-- EXERCISE MATERIALS start --
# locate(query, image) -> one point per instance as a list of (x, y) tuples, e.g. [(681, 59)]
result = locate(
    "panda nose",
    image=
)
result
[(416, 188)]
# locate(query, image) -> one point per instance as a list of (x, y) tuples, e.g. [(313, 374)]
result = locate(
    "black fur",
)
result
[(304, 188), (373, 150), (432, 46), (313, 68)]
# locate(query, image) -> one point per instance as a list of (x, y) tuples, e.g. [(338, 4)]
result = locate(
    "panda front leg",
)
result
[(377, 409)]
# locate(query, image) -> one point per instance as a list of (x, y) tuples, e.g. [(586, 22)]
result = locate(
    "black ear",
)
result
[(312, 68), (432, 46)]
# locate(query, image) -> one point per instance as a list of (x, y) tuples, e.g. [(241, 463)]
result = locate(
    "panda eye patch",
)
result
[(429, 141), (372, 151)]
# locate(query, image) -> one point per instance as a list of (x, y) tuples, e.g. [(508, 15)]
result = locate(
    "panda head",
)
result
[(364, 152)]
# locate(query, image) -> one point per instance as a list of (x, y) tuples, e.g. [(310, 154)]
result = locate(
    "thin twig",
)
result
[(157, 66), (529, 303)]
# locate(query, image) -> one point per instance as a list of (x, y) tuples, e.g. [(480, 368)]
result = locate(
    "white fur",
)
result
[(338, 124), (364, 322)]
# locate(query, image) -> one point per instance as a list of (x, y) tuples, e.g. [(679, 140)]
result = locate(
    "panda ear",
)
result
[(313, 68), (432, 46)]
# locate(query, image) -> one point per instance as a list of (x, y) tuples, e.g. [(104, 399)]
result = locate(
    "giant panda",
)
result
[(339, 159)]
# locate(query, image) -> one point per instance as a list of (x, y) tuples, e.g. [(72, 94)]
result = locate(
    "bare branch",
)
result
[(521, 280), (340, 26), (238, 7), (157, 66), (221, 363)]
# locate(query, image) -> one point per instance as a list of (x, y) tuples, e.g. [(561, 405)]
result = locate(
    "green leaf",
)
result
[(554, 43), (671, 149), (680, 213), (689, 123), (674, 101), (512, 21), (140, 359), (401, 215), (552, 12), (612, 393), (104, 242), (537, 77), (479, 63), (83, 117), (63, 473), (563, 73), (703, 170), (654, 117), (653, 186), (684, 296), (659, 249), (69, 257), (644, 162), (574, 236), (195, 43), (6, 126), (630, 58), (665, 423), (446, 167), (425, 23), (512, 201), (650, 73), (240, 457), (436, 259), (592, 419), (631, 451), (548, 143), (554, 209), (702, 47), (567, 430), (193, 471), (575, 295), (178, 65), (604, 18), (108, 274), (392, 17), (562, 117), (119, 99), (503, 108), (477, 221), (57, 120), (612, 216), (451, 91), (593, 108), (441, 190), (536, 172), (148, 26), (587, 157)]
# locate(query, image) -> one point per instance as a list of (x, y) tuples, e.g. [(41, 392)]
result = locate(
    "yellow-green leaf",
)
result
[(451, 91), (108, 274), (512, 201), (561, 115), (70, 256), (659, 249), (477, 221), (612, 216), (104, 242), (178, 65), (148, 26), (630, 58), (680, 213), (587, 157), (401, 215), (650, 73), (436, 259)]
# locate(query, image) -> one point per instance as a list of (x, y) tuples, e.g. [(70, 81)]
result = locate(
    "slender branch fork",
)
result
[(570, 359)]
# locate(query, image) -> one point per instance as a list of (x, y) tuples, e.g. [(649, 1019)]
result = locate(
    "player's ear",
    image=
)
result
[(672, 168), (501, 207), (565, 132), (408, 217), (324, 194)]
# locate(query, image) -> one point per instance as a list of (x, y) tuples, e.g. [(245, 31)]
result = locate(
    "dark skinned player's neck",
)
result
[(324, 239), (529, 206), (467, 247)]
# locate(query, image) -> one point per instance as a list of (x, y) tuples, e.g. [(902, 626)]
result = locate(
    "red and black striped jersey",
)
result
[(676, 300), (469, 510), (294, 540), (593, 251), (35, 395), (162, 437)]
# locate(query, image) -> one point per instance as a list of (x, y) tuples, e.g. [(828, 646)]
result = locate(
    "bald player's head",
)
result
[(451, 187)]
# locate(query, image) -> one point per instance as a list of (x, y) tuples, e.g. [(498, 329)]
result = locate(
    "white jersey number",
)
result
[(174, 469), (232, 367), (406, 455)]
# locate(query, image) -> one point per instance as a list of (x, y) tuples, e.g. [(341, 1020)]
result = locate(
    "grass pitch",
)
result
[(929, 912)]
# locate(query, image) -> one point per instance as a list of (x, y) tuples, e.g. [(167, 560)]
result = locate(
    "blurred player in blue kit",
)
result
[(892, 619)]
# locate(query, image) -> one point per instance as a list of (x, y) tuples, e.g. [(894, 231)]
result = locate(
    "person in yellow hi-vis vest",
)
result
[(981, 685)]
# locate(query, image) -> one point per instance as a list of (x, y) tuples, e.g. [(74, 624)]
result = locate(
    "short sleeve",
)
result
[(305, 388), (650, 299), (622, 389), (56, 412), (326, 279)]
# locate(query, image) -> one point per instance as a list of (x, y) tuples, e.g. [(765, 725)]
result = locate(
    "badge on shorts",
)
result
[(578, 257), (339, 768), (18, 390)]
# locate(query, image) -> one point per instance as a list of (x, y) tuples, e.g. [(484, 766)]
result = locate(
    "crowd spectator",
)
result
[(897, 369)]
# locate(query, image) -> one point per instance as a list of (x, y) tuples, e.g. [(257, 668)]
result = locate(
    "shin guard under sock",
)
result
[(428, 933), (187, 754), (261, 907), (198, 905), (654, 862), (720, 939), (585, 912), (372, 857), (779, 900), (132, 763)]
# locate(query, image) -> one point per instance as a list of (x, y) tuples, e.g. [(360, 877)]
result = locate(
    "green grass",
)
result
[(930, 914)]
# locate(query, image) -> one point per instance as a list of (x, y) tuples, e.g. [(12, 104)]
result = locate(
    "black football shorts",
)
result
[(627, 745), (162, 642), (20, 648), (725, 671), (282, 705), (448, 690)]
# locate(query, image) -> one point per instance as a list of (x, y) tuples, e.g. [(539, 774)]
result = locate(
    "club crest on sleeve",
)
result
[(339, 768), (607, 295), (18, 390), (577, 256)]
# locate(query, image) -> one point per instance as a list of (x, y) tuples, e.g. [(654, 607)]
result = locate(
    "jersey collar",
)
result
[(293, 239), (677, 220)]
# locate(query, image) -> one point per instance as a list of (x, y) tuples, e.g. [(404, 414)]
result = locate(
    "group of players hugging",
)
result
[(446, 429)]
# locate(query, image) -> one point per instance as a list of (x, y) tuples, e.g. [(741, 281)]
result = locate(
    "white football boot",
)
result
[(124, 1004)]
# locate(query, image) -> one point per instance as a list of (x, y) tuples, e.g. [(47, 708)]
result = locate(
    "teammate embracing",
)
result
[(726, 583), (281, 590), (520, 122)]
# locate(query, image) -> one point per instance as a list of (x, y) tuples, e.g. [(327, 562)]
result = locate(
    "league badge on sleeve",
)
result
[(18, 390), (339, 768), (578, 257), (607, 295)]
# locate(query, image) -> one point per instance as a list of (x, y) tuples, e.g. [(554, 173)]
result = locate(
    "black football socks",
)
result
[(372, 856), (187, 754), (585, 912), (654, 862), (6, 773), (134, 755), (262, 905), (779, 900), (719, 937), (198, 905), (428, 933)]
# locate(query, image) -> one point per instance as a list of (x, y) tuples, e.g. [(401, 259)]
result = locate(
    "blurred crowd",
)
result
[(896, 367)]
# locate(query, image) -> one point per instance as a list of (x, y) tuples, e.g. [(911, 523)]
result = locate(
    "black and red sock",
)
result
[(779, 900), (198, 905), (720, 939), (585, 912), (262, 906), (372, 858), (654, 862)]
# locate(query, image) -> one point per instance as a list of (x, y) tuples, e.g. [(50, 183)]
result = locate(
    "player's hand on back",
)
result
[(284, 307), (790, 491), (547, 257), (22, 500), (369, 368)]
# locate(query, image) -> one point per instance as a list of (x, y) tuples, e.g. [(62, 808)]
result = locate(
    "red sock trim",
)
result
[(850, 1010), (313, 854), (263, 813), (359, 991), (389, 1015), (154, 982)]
-- EXERCISE MATERIALS end --
## WHAT THIS TASK INVOLVES
Present the listing as a Markdown table with the columns Row and Line, from its first line up to and including the line containing "[(304, 188), (373, 150), (432, 46), (313, 68)]". Number each row and leave out blank lines.

## EXERCISE RESPONSE
| Row | Line |
|---|---|
| 1 | # locate(query, image) -> one point per instance as a list of (x, y) tuples, e.g. [(681, 59)] |
| 2 | result = locate( |
| 3 |     "panda nose", |
| 4 |     image= |
| 5 | ) |
| 6 | result |
| 7 | [(416, 188)] |
| 8 | # locate(query, image) -> one point per instance as a list of (x, y) tuples, e.g. [(313, 374)] |
| 9 | result = locate( |
| 10 |     "black fur", |
| 11 | ) |
| 12 | result |
| 13 | [(304, 188), (373, 150), (432, 46), (313, 68)] |